• _Passage provided_
:::::
Those of you with a business in California know all too well about COVID-19 wreaking havoc on keeping things afloat. There’s good news, though: if you still have not experienced a turnaround in your business due to the virus, some tax credits are now available to help you.

One bill passed in California this fall is SB 1447, or a $100 million hiring tax credit for small businesses. A lot of business owners are already taking advantage of this to help them get back on track, including those who had to let employees go.

What do you need to know about this new tax credit? Take a look at the details and how to use it to your advantage to avoid further crisis.

SB 1447 Explained

SB 1447 is defined as a small business hiring credit to give tax credits if employers hire more employees throughout 2020. It applies to the tax year beginning this year and going through January 1, 2021.

For businesses like yours, it helps save you exponential money if you need more employees to keep your business operating optimally. You might have held off hiring more employees since spring out of fear of the future tax burdens.

Three California Democrats put this bill in motion: Sen. Steven Bradford, Sen. Anna Caballero, and Assemblymember Sabrina Cervantes. It was just one part of California’s recent laws put in place to help the business community bounce back after COVID-19 hardships.

These legislators noted a sobering fact before getting the bill passed: Small businesses suffered a 21.5% loss of jobs earlier in the year. This new bill brings major relief, even if you need to know a few more things to qualify.

Are You a Qualified Small Business Owner?

To qualify for this tax break, you need to fall under two guidelines:

  • You’ve employed fewer than 100 employees since December 31, 2019.
  • You had a 50% reduction in gross receipts between April 1, 2020 and June 30, 2020.

Keep in mind the credit is capped at $100,000 per qualified small business owner. When you hire new people, the new employees need to be paid qualified wages and not paid through the Personal Income Tax law or the Corporation Tax law.
:::::
[Entries drawn from a collection]

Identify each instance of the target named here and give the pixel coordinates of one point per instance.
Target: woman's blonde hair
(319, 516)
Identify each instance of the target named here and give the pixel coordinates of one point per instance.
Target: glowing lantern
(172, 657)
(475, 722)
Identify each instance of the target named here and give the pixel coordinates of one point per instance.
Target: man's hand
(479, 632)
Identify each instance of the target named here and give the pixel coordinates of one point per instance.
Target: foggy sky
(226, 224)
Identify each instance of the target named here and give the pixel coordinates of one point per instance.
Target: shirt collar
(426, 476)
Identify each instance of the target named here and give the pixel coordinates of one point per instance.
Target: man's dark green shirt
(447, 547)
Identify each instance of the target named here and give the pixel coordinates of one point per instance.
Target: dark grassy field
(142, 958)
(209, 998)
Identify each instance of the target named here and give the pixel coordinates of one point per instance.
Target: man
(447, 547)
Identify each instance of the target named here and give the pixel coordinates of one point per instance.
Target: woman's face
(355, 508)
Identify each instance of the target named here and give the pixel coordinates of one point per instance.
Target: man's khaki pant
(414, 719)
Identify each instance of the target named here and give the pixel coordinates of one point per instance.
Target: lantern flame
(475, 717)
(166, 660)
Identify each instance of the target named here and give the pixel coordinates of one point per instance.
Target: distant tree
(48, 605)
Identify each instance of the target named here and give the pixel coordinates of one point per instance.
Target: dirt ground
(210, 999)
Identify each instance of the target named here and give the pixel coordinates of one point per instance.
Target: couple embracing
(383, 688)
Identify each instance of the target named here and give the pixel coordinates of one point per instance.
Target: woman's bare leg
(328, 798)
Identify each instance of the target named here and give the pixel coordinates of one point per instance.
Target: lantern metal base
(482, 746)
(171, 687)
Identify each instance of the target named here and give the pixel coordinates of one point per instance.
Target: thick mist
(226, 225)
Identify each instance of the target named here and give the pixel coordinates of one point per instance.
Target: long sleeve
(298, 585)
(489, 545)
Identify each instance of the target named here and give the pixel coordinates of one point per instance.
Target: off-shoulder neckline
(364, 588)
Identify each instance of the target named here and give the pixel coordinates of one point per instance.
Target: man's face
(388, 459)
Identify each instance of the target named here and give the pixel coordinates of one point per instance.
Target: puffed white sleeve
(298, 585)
:::::
• _Work order_
Reproduce the portion of the article on California's small business hiring credit word for word, starting with "These legislators noted" and going on through "June 30, 2020.". The material here was taken from a different source than the article on California's small business hiring credit.

• _Solution for this task_
These legislators noted a sobering fact before getting the bill passed: Small businesses suffered a 21.5% loss of jobs earlier in the year. This new bill brings major relief, even if you need to know a few more things to qualify.

Are You a Qualified Small Business Owner?

To qualify for this tax break, you need to fall under two guidelines:

  • You’ve employed fewer than 100 employees since December 31, 2019.
  • You had a 50% reduction in gross receipts between April 1, 2020 and June 30, 2020.